> _WORK REQUIRED_
Your answer should be the records, restated word for word.

> _SOURCE RECORDS_
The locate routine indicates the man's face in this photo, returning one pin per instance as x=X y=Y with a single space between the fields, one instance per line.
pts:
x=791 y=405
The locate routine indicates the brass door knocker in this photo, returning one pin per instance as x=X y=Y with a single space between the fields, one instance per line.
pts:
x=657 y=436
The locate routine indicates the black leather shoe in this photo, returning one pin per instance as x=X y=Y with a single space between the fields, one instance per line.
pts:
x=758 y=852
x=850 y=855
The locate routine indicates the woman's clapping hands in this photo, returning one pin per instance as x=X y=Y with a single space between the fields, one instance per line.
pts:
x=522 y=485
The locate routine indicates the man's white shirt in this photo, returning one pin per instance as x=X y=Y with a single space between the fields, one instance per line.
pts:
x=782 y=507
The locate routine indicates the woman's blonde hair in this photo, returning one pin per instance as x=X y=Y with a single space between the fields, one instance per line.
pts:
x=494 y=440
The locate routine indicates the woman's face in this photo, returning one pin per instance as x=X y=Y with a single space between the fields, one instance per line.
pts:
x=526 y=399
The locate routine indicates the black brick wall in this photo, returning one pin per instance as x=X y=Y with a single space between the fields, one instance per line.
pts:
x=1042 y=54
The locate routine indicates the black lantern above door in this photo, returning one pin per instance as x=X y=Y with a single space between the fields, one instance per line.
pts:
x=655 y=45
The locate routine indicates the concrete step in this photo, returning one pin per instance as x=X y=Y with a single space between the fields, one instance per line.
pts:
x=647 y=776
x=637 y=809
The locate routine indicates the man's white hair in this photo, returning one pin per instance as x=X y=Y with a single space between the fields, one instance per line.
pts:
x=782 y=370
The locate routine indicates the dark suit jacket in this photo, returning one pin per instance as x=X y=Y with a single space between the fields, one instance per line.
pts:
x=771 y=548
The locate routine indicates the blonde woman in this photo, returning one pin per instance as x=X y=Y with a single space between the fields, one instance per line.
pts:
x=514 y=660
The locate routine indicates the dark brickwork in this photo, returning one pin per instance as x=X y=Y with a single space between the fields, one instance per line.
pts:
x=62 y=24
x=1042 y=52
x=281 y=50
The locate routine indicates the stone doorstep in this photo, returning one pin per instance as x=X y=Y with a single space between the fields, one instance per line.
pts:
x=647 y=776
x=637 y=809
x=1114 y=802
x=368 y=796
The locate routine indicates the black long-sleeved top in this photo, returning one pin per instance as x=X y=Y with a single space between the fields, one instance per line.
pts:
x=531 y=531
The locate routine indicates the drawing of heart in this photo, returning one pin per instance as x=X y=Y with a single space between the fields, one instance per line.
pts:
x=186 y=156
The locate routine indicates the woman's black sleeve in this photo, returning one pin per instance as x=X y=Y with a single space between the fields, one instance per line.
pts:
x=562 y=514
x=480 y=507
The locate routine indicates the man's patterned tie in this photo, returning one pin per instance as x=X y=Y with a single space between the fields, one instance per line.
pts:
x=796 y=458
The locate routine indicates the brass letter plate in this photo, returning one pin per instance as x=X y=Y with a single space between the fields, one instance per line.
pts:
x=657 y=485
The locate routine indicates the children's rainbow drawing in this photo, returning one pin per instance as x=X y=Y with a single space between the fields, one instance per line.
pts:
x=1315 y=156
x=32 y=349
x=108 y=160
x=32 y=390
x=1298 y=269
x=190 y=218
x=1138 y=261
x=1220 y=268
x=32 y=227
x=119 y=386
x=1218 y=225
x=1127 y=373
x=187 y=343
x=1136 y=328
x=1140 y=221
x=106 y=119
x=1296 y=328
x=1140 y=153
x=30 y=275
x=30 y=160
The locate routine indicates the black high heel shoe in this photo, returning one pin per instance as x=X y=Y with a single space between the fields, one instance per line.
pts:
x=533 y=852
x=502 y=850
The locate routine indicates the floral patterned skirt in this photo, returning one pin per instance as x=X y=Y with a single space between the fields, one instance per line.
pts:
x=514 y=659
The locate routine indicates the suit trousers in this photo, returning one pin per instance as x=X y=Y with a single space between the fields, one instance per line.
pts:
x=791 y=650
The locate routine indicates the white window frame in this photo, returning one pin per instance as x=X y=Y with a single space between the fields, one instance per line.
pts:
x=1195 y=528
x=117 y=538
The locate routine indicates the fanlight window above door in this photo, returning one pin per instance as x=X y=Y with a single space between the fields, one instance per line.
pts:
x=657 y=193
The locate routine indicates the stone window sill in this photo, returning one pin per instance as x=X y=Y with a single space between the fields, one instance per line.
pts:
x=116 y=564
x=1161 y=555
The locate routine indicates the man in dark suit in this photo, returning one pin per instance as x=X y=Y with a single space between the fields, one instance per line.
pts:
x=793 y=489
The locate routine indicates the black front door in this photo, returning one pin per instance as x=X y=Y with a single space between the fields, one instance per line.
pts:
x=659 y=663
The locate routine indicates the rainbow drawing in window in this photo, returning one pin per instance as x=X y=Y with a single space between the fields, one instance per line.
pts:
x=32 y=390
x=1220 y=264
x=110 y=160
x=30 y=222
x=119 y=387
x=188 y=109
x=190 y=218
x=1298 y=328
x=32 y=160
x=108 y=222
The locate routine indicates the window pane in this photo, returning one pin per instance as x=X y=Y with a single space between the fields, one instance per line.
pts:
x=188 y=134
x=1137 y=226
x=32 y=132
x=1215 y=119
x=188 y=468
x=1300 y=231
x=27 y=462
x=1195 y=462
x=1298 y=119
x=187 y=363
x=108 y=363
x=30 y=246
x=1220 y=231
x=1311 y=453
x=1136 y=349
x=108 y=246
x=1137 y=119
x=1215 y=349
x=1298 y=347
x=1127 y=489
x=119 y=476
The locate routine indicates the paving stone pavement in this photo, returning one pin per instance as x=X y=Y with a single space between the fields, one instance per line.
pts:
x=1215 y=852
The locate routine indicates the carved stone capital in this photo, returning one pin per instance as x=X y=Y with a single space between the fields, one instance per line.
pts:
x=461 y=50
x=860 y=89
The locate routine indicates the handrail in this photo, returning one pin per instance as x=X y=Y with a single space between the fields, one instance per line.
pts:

> _WRITTEN RESPONSE_
The locate routine indicates the man's face in this photo, returning one pin per instance as x=X y=Y with a single space between the fields, one instance per line.
pts:
x=791 y=405
The locate routine indicates the brass door knocker in this photo, returning one pin per instance as x=X y=Y with a single space between the fields, one instance per line.
pts:
x=657 y=436
The locate routine indicates the black leather shoe in this photo, returning one pin per instance as x=X y=Y with a single space between the fields, one instance per line.
pts:
x=758 y=852
x=850 y=855
The locate routine indicates the woman's clapping hands in this photo, returning one pin per instance as x=X y=Y with a single space between the fields, one instance per line.
pts:
x=522 y=485
The locate routine indicates the man's white shirt in this photo, returning one pin per instance as x=X y=Y with a single space between the fields, one instance per line.
pts:
x=782 y=507
The locate routine indicates the woman's blonde hair in this photo, returning one pin per instance as x=X y=Y with a single space between the fields, one instance per line.
pts:
x=494 y=440
The locate routine indicates the woman's face in this photo, returning one pin per instance as x=X y=Y with a single space between the fields, one instance per line.
pts:
x=526 y=399
The locate routine indicates the black brick wall in this photo, returning one pin per instance as x=X y=Y with a single space between the fields, one instance per line.
pts:
x=1042 y=54
The locate routine indicates the black lantern above door in this photo, returning one pin per instance as x=X y=Y with a single space between the fields, one instance per line.
pts:
x=655 y=45
The locate routine indicates the concrete step in this photo, returning one pin per instance as x=X y=Y with a single space between the fields, one instance per line.
pts:
x=647 y=776
x=637 y=809
The locate routine indicates the man's white hair in this photo, returning one pin per instance as x=X y=Y with a single space between the fields, one instance per line.
pts:
x=782 y=370
The locate routine indicates the dark suit jacket in this photo, returning one pin per instance as x=X y=Y with a single space between the fields, one instance per line.
pts:
x=771 y=548
The locate routine indicates the blonde woman in this photo, returning one pin per instance as x=X y=Y with a single space between the fields, one instance per line.
pts:
x=514 y=660
The locate routine indicates the dark brickwork in this photo, returning one pin per instance as x=X y=Y with a single space between the fields, one instance per line.
pts:
x=62 y=24
x=1042 y=52
x=281 y=50
The locate routine indicates the stone doorstep in this photo, returning one pin per instance as x=X y=Y with a single space between the fields, one instance per line.
pts:
x=647 y=776
x=637 y=809
x=1114 y=802
x=368 y=796
The locate routine indicates the black long-sleeved top in this photo, returning one pin per instance as x=X y=Y with a single space between the fields, one instance per line.
pts:
x=531 y=531
The locate routine indicates the drawing of heart in this photo, returning one pin per instance as x=X y=Y with a single space between the fields, one instance per line.
pts:
x=186 y=156
The locate routine indicates the woman's black sleeve in this photo, returning one pin per instance as x=X y=Y with a single space between the fields, one instance per line.
pts:
x=562 y=514
x=480 y=507
The locate routine indicates the man's patterned tie in this photo, returning one pin per instance as x=X y=Y with a single space between the fields, one instance per line.
pts:
x=796 y=458
The locate routine indicates the brass letter plate in this photo, returning one pin per instance as x=X y=Y with a single space between the fields, one instance per line.
pts:
x=657 y=485
The locate routine indicates the children's rainbow drawing in this photo, returning one pin per instance as x=X y=Y with a single space between the fields, one instance per line.
pts:
x=1315 y=156
x=32 y=349
x=108 y=160
x=32 y=390
x=1298 y=269
x=190 y=218
x=1138 y=261
x=1220 y=268
x=32 y=227
x=119 y=386
x=1218 y=225
x=1127 y=373
x=187 y=343
x=1136 y=328
x=1140 y=221
x=106 y=119
x=1296 y=328
x=1140 y=153
x=30 y=275
x=30 y=160
The locate routine indicates the black high heel shoe in this photo, returning one pin per instance as x=X y=Y with a single space between the fields, one instance per line.
pts:
x=533 y=852
x=502 y=850
The locate routine indicates the floral patterned skirt in this photo, returning one pin per instance as x=X y=Y with a single space between the fields, one instance per line.
pts:
x=514 y=659
The locate routine indicates the suit trousers in this photo, returning one pin per instance as x=X y=Y with a single space between the fields, one instance per line.
pts:
x=791 y=650
The locate routine indicates the white window frame in this photo, returning one pin per instance as x=X y=Y with a single space between the fields, one instance per line.
pts:
x=1195 y=528
x=117 y=538
The locate routine indicates the fanlight window above door in this photo, returning one pin per instance as x=X y=Y with a single space between the fields, one instance per line.
pts:
x=657 y=193
The locate routine indicates the stone window sill in this photo, returning one pin per instance as x=X y=Y with a single space between the fields, one instance per line.
pts:
x=116 y=564
x=1161 y=555
The locate routine indicates the man in dark suit in this photo, returning one pin per instance as x=X y=Y with a single space between the fields, one instance per line.
pts:
x=793 y=489
The locate routine indicates the black front door in this photo, returning one pin per instance as x=X y=Y with a single space between the fields, one instance per line.
pts:
x=659 y=663
The locate routine indicates the rainbow drawing in window in this photo, returning one pin per instance as x=X y=Y with a single space between the fields, one instance per line.
pts:
x=32 y=390
x=1220 y=264
x=110 y=160
x=30 y=222
x=119 y=387
x=188 y=109
x=190 y=218
x=1298 y=328
x=32 y=160
x=108 y=222
The locate routine indicates the window pane in this photo, returning one pin per instance as x=X y=Y with a single space between the fields, one instance per line.
pts:
x=188 y=134
x=1137 y=226
x=32 y=132
x=1215 y=119
x=188 y=468
x=1300 y=231
x=27 y=462
x=1195 y=462
x=1298 y=119
x=187 y=363
x=108 y=363
x=30 y=246
x=1220 y=231
x=1311 y=453
x=1136 y=349
x=108 y=246
x=1137 y=119
x=1215 y=349
x=1298 y=347
x=1127 y=489
x=119 y=476
The locate routine indicates the paving stone pavement in this photo, returning one pin per instance as x=X y=Y with a single space between the fields, one instance per line.
pts:
x=1215 y=852
The locate routine indicates the carved stone capital in this photo, returning one pin per instance as x=X y=Y with a single space between the fields, one instance per line.
pts:
x=461 y=50
x=860 y=89
The locate routine indicates the handrail in this photo, returning one pin per instance as x=X y=Y with a single space between the fields, one instance per line.
pts:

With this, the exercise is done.